> **Short problem**
Return each line of the material below that contains the word "stem". Letter case must match.

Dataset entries
-- Begin --
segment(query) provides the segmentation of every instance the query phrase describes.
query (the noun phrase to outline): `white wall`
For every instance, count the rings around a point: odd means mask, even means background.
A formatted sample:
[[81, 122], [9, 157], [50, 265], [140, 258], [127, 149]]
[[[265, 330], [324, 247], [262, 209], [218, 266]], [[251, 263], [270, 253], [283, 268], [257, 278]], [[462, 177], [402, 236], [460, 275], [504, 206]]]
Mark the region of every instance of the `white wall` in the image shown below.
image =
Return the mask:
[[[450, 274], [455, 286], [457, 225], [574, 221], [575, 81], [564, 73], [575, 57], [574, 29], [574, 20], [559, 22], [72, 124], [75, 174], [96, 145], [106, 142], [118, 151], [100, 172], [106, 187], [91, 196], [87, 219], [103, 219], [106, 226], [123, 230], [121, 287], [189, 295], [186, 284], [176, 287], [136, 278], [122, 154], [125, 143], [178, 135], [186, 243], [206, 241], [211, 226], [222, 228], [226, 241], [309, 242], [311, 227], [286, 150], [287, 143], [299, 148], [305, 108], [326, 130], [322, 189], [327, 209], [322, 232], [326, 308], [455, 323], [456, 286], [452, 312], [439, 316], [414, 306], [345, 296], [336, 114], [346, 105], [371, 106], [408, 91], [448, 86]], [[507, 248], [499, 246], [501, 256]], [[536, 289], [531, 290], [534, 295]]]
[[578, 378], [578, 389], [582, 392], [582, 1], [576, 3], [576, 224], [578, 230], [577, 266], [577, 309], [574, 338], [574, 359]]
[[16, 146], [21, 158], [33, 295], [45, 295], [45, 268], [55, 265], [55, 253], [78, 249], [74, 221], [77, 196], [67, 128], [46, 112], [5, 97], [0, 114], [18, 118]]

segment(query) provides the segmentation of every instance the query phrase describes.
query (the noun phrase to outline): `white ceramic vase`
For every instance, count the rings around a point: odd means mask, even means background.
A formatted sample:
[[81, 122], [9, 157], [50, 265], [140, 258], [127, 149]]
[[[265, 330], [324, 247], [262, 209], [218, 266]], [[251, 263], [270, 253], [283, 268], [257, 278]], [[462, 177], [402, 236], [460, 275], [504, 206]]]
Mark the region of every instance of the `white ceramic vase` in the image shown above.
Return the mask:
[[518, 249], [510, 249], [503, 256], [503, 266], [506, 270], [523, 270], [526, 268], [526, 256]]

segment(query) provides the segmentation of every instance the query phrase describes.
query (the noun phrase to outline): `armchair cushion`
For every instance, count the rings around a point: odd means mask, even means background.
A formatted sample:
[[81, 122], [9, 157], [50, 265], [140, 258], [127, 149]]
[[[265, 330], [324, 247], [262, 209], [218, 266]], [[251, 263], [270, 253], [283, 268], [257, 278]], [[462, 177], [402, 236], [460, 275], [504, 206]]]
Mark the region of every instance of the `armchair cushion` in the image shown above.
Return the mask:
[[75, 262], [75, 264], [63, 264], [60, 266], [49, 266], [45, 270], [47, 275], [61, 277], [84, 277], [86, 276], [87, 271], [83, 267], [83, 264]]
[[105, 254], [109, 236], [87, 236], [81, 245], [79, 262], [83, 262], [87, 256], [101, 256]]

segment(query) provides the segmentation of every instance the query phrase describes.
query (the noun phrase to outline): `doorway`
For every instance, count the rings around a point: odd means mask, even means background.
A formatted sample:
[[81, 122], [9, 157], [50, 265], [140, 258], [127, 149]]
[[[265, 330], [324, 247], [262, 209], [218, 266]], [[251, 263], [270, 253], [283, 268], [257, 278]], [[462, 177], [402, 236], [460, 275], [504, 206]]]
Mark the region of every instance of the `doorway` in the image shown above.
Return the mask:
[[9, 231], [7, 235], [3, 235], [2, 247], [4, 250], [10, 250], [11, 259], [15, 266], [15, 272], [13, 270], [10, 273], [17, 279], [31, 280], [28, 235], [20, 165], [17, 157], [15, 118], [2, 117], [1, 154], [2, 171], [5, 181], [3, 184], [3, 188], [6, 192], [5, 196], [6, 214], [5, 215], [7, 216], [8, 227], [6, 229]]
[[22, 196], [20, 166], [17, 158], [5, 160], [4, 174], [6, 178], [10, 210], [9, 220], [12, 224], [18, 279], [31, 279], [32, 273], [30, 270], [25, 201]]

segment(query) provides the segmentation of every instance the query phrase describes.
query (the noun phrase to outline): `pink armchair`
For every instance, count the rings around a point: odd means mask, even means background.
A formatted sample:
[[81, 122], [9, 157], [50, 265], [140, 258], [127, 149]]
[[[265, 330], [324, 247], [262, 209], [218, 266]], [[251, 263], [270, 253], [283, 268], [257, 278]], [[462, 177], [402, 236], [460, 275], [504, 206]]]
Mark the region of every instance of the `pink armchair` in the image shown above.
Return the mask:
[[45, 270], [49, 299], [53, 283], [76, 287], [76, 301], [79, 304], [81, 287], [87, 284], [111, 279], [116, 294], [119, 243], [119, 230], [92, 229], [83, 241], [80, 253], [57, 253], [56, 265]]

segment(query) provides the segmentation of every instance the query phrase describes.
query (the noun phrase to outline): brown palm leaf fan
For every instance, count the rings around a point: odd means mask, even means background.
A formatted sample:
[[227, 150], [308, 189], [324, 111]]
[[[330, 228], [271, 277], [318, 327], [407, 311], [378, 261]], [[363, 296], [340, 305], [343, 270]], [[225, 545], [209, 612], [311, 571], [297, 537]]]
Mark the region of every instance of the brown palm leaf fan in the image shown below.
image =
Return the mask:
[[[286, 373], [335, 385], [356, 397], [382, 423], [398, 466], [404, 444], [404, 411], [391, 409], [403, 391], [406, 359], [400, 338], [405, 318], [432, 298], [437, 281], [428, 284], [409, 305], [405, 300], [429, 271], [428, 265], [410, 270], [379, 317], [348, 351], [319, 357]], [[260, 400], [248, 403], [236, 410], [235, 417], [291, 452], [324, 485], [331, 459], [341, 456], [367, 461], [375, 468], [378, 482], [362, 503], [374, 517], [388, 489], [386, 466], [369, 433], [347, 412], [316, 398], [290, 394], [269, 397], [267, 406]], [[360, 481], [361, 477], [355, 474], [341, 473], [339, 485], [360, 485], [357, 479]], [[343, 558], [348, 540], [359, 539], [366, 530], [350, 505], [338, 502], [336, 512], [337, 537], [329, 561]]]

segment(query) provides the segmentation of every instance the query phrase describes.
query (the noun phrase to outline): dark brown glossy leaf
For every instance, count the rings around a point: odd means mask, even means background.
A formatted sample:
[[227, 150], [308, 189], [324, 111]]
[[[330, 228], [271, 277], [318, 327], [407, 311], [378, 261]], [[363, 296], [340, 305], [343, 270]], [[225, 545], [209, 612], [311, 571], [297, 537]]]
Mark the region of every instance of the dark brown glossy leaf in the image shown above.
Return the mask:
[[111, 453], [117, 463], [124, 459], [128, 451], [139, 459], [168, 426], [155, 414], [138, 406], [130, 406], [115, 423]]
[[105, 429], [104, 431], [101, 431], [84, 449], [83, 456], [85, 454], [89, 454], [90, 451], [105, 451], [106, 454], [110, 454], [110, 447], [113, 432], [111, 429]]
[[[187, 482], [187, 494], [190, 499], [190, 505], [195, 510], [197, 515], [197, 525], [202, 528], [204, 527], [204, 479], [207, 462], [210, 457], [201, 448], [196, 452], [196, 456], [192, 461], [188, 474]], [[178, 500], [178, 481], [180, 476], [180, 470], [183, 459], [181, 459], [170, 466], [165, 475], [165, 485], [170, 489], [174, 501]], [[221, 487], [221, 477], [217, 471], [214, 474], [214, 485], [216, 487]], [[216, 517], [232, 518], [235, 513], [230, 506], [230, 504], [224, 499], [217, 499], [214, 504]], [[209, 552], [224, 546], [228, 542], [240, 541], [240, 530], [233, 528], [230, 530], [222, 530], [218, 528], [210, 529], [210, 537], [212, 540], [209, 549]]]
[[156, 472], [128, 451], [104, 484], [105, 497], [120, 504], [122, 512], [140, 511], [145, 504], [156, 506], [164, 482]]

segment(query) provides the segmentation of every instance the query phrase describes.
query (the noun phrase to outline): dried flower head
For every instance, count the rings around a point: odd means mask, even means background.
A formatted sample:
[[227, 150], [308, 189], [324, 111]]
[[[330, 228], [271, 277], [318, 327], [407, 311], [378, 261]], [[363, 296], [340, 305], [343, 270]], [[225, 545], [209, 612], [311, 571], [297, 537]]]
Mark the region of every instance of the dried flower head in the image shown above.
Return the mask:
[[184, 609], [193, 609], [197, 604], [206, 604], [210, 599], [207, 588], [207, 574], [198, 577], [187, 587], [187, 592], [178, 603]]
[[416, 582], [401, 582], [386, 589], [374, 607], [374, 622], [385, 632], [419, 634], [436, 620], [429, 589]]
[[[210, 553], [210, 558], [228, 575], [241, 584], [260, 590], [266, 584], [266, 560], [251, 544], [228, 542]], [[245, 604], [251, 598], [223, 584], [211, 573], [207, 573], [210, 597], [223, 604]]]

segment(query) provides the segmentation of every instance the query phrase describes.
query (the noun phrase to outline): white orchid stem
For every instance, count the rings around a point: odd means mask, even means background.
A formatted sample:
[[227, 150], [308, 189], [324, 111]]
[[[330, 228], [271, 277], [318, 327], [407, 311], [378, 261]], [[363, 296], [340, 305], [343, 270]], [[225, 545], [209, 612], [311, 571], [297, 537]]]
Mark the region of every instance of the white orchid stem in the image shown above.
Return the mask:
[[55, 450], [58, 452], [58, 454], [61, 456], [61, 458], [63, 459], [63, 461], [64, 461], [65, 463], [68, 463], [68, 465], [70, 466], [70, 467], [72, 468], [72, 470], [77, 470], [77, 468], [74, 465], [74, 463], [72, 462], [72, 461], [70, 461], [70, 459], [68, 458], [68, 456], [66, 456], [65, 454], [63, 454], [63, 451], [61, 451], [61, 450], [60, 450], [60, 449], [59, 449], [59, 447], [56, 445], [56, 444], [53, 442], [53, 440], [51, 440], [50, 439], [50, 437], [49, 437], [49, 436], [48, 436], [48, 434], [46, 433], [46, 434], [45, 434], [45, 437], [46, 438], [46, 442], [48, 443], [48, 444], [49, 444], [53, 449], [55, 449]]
-- End --
> **Solved exercise**
query (the noun phrase to outline): white orchid stem
Mark the region of every instance of the white orchid stem in the image shown above.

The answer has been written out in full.